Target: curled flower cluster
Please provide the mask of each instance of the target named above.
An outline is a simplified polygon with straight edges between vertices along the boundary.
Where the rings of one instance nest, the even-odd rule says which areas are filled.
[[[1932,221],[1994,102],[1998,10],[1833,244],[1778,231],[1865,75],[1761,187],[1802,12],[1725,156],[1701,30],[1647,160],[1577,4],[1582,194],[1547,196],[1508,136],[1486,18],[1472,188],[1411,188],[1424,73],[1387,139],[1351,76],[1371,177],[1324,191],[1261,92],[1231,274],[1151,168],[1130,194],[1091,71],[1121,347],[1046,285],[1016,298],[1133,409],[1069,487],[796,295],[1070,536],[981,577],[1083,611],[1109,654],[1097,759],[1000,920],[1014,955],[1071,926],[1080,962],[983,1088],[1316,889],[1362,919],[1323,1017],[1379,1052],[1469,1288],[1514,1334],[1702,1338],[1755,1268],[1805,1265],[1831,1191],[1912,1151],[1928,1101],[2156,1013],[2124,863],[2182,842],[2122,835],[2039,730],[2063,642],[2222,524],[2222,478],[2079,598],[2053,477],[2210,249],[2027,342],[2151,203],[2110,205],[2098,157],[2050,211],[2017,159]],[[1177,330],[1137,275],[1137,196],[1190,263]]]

──────────────────────────────

» What is being asked: Beginning at the first line of the data above, retype each line until you reach the line containing "An outline is", and include that one too. Add nothing else.

» Solution:
Target: curled flower cluster
Please provide the mask of each instance of the target named above.
An outline is a simplified polygon with straight edges between vertices along the boundary.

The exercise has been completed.